| Photo object pointing records |
** Start **
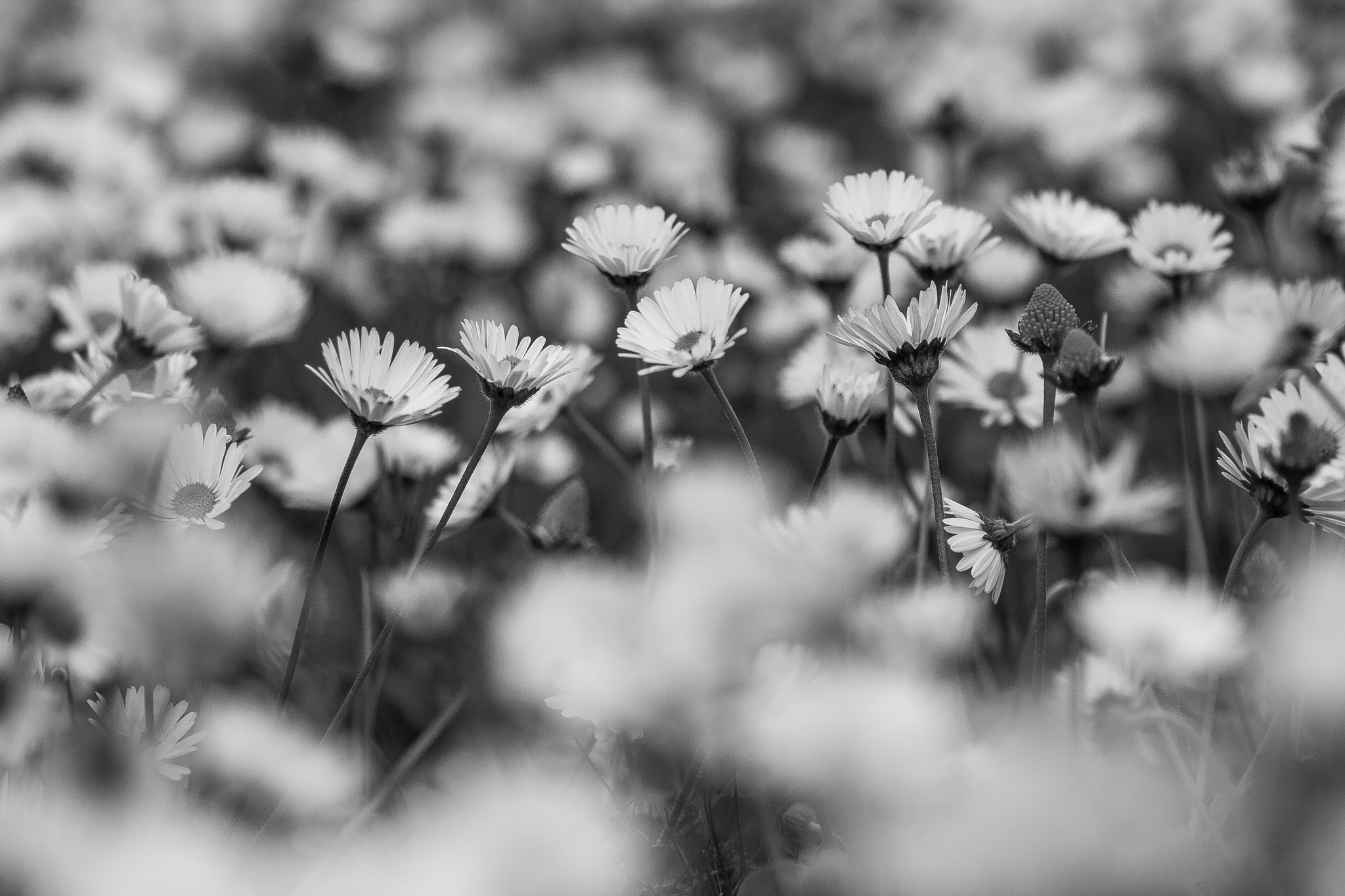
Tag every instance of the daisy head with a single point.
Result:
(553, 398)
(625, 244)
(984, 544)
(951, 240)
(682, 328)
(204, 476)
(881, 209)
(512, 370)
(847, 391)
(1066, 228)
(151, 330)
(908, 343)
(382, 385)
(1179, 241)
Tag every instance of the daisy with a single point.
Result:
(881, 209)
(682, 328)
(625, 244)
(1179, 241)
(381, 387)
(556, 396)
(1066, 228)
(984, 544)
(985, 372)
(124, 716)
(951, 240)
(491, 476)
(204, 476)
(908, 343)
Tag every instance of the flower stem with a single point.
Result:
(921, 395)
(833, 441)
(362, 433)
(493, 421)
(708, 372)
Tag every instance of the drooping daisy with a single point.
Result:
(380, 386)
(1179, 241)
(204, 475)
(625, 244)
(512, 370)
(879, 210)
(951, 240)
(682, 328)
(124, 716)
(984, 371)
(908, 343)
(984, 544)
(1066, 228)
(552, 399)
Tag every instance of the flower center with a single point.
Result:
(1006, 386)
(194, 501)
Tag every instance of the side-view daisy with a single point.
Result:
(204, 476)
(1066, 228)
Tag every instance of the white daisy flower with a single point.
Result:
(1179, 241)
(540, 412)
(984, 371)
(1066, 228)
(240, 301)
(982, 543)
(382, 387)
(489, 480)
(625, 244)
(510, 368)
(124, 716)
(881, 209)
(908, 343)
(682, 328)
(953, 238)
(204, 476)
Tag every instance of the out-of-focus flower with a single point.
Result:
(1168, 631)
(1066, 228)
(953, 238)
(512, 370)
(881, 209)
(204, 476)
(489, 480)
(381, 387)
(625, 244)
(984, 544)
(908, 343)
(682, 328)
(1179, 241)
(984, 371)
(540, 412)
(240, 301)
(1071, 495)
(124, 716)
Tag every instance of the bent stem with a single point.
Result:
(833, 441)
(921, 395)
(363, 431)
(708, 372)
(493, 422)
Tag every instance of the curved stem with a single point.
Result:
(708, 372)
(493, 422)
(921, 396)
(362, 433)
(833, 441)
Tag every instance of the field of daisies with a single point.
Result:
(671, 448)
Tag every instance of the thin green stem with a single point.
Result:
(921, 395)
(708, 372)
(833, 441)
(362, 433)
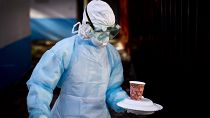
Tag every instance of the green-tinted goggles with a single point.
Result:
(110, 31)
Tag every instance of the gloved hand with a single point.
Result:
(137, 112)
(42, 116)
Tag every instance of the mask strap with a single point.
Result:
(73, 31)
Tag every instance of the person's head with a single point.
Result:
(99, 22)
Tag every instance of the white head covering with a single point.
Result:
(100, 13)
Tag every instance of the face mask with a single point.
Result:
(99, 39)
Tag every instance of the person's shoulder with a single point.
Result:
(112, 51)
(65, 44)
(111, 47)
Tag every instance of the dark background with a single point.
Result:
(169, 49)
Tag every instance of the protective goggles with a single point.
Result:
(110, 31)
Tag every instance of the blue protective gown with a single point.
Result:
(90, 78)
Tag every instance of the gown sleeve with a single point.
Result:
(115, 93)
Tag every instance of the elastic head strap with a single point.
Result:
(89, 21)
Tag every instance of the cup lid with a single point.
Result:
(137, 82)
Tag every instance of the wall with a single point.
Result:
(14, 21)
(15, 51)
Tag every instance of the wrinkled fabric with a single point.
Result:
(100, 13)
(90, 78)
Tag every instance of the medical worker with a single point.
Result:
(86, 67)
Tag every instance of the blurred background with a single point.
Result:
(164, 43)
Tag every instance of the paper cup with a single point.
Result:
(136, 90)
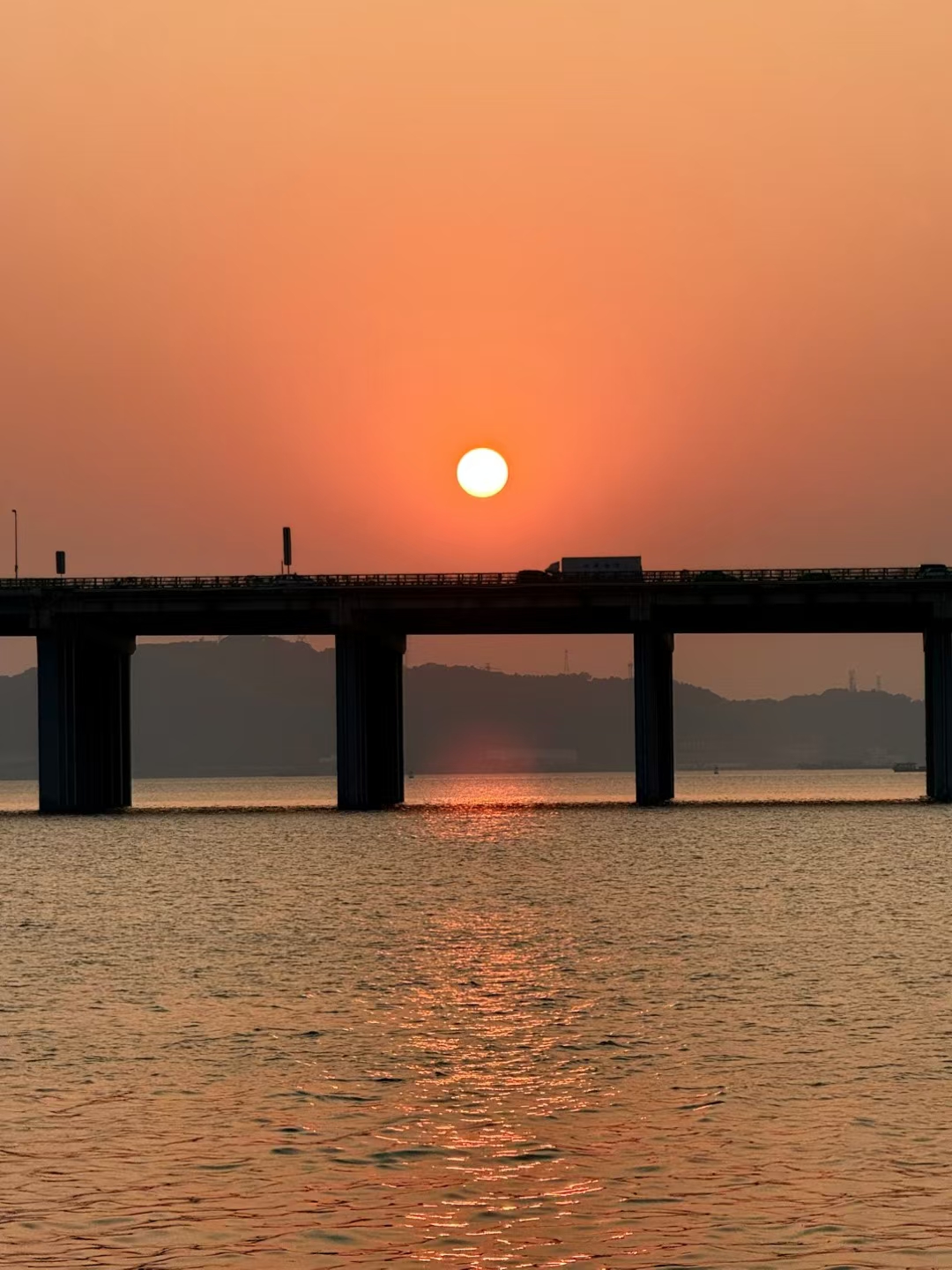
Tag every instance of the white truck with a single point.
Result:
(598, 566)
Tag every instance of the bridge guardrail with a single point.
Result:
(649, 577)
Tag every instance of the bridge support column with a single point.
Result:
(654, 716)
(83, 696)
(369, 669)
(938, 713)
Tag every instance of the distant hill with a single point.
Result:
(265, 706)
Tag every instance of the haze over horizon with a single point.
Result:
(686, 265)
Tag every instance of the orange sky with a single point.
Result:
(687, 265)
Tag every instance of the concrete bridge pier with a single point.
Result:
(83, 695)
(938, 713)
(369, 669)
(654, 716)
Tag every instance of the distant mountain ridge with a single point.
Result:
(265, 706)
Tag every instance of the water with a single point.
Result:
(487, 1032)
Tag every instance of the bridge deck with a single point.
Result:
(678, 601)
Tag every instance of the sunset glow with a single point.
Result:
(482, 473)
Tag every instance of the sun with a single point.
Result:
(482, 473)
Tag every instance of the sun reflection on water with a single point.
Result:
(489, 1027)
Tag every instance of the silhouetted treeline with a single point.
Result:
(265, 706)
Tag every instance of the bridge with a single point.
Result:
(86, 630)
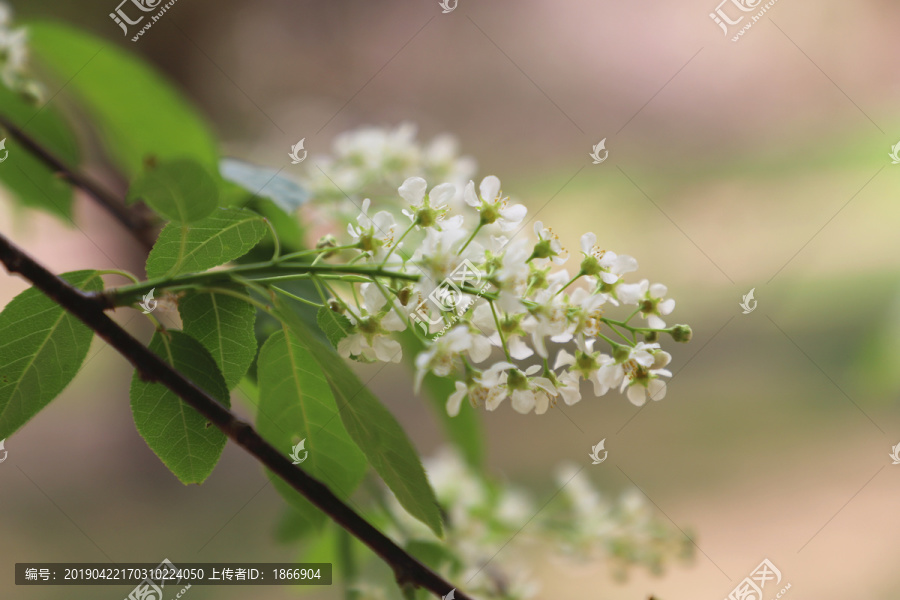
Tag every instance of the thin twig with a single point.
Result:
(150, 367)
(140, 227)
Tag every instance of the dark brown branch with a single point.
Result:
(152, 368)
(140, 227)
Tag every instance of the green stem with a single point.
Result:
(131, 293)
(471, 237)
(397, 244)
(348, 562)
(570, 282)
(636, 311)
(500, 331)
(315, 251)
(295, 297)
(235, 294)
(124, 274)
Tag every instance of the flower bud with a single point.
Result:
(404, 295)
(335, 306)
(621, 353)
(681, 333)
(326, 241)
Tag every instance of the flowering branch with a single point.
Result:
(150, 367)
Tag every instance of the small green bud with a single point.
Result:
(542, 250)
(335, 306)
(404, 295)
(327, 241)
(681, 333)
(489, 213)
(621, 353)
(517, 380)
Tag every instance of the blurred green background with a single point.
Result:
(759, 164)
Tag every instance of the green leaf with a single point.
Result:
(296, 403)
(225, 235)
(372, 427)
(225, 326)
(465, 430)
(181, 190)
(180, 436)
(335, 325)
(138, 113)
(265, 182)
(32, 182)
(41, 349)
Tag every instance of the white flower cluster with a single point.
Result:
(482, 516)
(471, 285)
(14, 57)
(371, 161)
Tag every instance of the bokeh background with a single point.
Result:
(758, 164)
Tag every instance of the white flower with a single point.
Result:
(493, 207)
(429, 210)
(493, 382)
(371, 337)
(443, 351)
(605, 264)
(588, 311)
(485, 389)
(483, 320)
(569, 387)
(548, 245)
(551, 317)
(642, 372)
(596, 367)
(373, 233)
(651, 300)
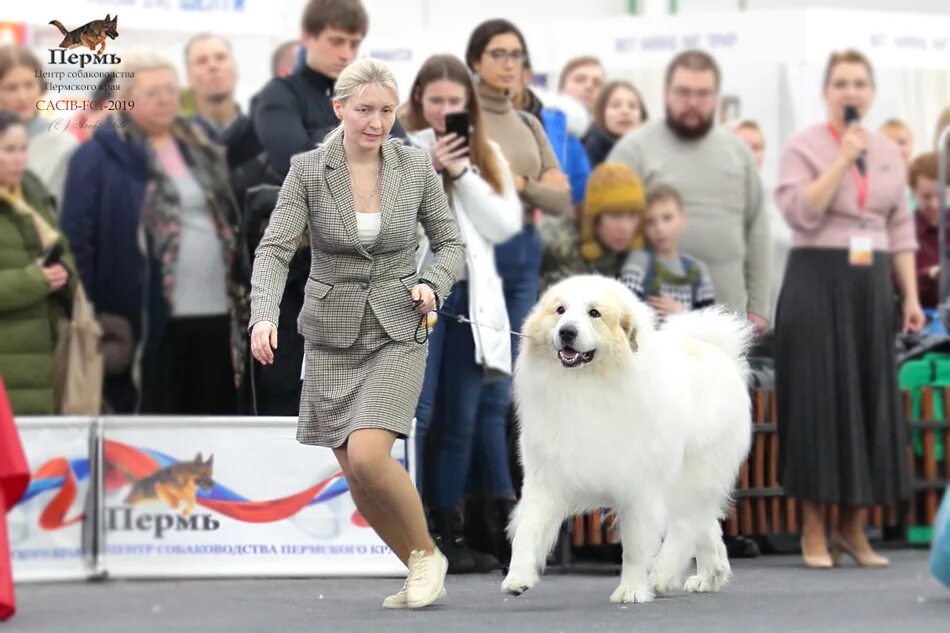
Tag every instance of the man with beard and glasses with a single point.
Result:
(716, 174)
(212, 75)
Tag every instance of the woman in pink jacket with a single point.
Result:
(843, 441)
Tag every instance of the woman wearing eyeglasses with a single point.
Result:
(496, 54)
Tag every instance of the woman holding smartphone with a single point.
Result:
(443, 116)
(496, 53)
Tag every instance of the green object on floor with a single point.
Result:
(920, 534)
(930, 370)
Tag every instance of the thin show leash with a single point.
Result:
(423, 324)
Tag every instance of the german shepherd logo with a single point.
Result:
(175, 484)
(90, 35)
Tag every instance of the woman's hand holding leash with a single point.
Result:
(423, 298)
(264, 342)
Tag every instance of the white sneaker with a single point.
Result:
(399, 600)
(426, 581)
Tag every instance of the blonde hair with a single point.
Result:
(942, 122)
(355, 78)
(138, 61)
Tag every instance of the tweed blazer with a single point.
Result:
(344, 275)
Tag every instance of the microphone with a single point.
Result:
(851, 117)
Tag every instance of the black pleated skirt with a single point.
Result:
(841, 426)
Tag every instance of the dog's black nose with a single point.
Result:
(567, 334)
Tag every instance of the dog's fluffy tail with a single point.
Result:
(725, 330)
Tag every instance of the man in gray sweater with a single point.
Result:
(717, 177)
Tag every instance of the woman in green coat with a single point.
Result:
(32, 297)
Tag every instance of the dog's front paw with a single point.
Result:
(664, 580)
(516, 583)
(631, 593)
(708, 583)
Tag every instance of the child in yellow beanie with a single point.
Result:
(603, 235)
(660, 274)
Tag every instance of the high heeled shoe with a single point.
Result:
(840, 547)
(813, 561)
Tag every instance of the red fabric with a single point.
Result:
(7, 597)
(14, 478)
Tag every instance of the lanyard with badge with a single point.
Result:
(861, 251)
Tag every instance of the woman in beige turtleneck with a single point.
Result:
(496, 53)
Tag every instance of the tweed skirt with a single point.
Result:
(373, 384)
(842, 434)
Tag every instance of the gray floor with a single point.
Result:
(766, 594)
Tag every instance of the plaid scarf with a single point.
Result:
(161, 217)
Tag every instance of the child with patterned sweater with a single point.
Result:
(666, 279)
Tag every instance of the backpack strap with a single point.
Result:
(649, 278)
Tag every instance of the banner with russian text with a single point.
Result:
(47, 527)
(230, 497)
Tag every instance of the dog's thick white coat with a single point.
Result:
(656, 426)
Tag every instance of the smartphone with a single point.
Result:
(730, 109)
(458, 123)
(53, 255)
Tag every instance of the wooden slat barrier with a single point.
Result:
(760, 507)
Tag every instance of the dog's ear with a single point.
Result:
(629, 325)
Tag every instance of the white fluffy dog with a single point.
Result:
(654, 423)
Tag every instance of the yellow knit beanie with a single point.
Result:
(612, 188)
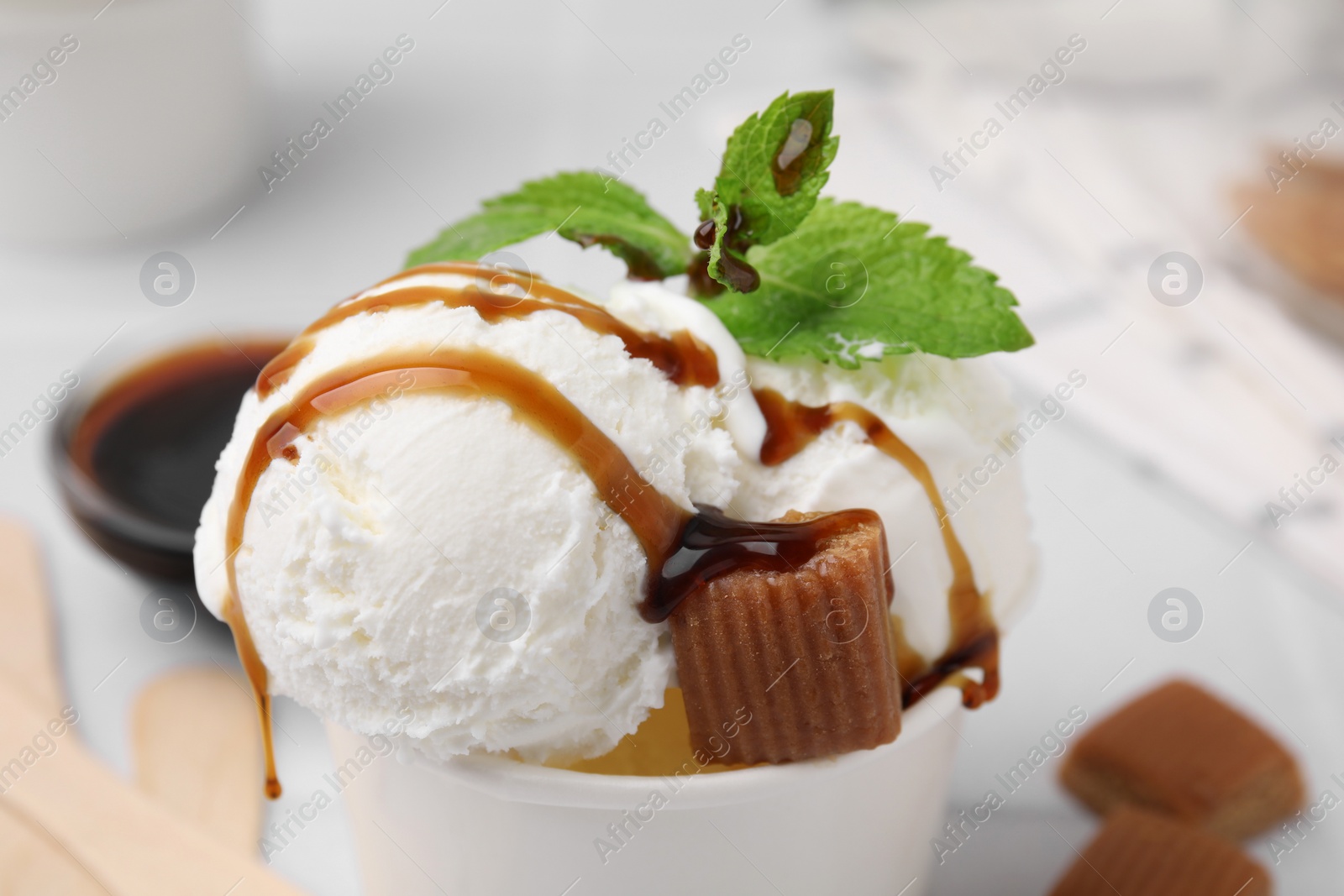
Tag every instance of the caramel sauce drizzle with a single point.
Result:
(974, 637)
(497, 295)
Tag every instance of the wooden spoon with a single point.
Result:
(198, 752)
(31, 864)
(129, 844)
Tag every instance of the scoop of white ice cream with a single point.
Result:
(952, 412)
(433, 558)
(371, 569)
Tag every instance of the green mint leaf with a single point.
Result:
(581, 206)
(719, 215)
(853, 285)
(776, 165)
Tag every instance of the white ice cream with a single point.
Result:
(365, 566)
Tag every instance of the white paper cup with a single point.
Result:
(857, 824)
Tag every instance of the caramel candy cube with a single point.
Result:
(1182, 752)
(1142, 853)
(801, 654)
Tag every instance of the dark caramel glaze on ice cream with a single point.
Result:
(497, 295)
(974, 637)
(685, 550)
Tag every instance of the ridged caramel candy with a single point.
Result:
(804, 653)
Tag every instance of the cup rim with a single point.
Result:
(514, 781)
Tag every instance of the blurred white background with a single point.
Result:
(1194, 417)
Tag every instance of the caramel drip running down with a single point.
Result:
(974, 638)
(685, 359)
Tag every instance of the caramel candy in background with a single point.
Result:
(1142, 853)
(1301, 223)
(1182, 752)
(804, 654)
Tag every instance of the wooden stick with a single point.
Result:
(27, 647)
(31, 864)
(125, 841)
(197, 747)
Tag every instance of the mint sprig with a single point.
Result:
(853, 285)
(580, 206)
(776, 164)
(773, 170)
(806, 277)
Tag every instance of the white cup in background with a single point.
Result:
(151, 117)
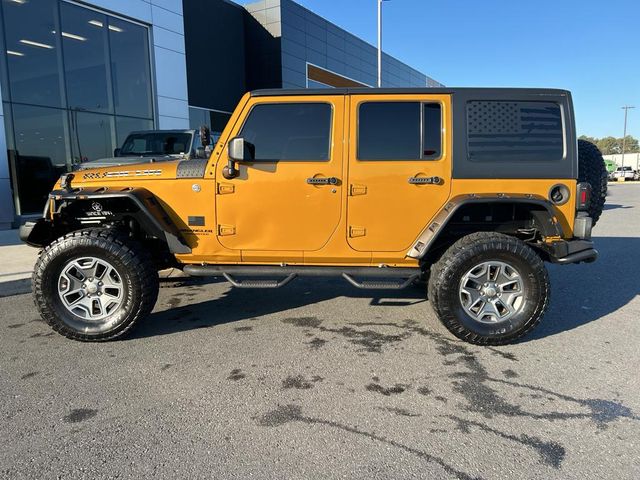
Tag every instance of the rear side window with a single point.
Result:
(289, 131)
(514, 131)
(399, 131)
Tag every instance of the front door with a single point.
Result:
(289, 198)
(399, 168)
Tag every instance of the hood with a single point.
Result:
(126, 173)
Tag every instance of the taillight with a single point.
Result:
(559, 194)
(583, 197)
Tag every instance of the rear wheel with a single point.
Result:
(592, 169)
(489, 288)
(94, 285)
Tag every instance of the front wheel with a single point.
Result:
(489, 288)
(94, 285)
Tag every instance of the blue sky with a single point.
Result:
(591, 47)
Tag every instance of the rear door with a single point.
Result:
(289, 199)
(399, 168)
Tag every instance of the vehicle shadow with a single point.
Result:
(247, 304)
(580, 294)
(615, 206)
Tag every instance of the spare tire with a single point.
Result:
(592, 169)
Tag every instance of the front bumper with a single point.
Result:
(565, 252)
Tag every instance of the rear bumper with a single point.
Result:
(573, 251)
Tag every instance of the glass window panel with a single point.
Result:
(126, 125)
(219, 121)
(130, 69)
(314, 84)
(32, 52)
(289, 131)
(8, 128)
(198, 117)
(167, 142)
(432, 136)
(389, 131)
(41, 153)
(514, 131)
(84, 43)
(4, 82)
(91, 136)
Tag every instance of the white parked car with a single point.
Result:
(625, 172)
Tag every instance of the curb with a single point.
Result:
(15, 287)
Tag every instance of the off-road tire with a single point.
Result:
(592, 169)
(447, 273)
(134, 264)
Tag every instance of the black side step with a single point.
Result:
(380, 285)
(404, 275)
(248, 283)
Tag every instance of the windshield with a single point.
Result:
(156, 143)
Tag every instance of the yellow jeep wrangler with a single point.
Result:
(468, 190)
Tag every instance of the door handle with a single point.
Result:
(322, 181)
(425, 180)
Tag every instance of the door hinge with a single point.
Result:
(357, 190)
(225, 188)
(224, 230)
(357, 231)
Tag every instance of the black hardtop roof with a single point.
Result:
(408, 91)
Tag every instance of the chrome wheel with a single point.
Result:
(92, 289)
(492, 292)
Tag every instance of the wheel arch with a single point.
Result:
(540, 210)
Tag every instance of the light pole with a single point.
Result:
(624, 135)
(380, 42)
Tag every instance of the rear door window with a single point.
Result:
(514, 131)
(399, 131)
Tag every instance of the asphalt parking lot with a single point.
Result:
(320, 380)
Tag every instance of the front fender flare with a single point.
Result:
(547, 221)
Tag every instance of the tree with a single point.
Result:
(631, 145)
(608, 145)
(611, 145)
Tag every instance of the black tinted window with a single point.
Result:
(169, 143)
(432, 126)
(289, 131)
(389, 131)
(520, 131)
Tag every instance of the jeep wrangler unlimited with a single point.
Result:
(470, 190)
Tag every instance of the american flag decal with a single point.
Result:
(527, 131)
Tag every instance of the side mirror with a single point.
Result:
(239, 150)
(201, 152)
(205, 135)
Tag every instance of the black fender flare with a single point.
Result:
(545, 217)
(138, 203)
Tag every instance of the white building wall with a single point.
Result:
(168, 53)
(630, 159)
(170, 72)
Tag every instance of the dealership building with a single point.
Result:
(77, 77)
** End **
| Stated problem |
Return, word for word, the lines of the material beginning with the line containing "Tag every instance of the caramel candy cube" and ending with the line containing "(1194, 417)", both included.

| Final result |
Tag every instance of the caramel candy cube with a single point.
Result:
(1182, 752)
(1142, 853)
(801, 654)
Tag every instance of the dark caramel glaze on ice cream with a single point.
Result:
(497, 295)
(974, 637)
(685, 550)
Tag every instance of the ridged caramel candy with a single point.
Result:
(804, 653)
Tag every instance of the cup rim with a single point.
Result:
(514, 781)
Tag every instance of the blurred white background with a single point.
Result:
(1194, 417)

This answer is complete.